Exercise prompt:
In the text on the race to replace World Bank President Jim Kim, in what year did the bank's board endorse principles for a transparent and merit-based selection process?

Text segment:
============
Photo by: Arvid Bring / CC BY-NC-ND

WASHINGTON — World Bank President Jim Kim’s surprise announcement that he is stepping down on Feb. 1 — more than three years before the end of his second term — has ignited a frenzied race to replace him. Names and scenarios, including one that could transform the campaign, are beginning to emerge.

The White House is scrambling to vet and interview candidates in hopes of finding one that President Donald Trump will endorse, candidates are ramping up their behind-the-scenes campaign activities, and the global development community is holding its collective breath about the outcome of this particularly unusual election.

“It’s not a U.S. government position. It’s about nominating someone to serve as the head of a multilateral institution, and that ought to give that individual some more degrees of freedom around their own agenda.”

— Scott Morris, senior fellow, Center for Global Development

The prospect of a United States president who has been hostile to multilateral institutions and multilateralism itself presiding over the selection of the bank’s leader is raising the stakes and may upend the traditional election process. Whether or not the result is the end of the U.S. hold on the World Bank presidency is very much on the line, sources told Devex.

Since the bank’s founding in 1944, it has always been led by an American — or more specifically, an American man. That is not just coincidence but the product of a historic “gentlemen’s agreement” between the U.S. and Europe, which collectively own controlling shares of the so-called Bretton Woods institutions — the World Bank and the International Monetary Fund. Under this agreement, the two blocs traditionally agree to support America’s nominee to lead the World Bank and Europe’s nominee to lead IMF.

In recent election — or selection — cycles, small cracks have begun to emerge in that status quo, which critics say is an anachronism from an era when a handful of powerful countries set the development agenda for the rest of the world.

In 2011, the bank’s board endorsed a set of principles to guide a transparent and merit-based selection process, and in 2012 the bank saw its first ostensibly competitive race that included non-American candidates. Kim, an American and ally of Hillary Clinton’s, ultimately prevailed, and in 2016 — despite widespread criticism of a rushed process — secured his reappointment.

Now that the Trump administration is suddenly faced with putting forward a new nominee, questions about how to weigh the board’s stated criteria with the candidate’s citizenship have surfaced once again.
============
Dataset rows:

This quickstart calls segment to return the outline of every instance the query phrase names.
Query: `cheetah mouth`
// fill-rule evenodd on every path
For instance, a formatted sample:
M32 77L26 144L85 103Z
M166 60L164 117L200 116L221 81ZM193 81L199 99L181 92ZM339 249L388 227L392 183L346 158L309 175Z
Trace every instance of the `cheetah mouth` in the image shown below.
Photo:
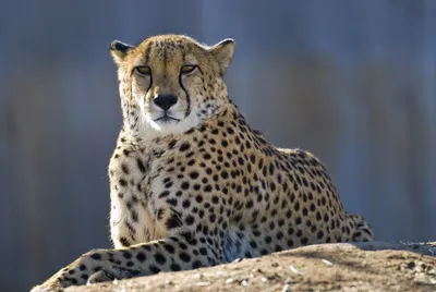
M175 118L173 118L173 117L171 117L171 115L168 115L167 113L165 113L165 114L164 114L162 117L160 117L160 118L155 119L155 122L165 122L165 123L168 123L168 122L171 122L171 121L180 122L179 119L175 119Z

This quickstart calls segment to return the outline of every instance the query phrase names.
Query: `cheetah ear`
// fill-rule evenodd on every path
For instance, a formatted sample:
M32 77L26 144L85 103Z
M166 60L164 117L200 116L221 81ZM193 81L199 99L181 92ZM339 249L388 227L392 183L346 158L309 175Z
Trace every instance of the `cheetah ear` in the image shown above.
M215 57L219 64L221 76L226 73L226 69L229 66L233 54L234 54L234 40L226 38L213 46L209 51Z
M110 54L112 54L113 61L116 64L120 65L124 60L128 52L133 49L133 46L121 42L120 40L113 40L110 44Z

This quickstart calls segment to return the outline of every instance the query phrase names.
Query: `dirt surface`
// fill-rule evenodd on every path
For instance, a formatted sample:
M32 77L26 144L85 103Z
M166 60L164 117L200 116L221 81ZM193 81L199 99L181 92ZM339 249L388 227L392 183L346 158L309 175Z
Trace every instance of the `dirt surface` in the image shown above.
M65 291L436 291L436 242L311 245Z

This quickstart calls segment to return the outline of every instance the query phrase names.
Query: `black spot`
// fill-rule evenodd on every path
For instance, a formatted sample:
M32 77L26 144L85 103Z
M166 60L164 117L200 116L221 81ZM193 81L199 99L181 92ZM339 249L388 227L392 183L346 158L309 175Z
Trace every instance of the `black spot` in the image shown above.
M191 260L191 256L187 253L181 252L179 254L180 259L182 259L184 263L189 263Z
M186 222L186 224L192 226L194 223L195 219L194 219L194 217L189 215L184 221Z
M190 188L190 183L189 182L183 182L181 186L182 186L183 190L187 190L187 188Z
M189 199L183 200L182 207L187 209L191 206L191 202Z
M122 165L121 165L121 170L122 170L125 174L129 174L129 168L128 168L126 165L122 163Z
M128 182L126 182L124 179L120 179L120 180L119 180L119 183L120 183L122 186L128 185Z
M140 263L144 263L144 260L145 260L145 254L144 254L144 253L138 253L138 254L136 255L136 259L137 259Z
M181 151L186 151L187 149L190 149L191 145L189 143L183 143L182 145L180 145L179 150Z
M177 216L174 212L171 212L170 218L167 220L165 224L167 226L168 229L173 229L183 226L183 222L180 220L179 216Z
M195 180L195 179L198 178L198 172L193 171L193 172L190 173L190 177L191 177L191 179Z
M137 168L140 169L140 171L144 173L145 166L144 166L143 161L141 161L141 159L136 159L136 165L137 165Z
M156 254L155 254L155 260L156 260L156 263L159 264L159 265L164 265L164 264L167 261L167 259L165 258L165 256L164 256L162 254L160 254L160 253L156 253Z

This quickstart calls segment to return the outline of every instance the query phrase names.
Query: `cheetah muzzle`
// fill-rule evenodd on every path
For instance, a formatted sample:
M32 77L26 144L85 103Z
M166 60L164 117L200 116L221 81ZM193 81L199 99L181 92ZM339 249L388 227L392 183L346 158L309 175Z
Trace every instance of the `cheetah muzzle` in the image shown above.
============
Solution below:
2011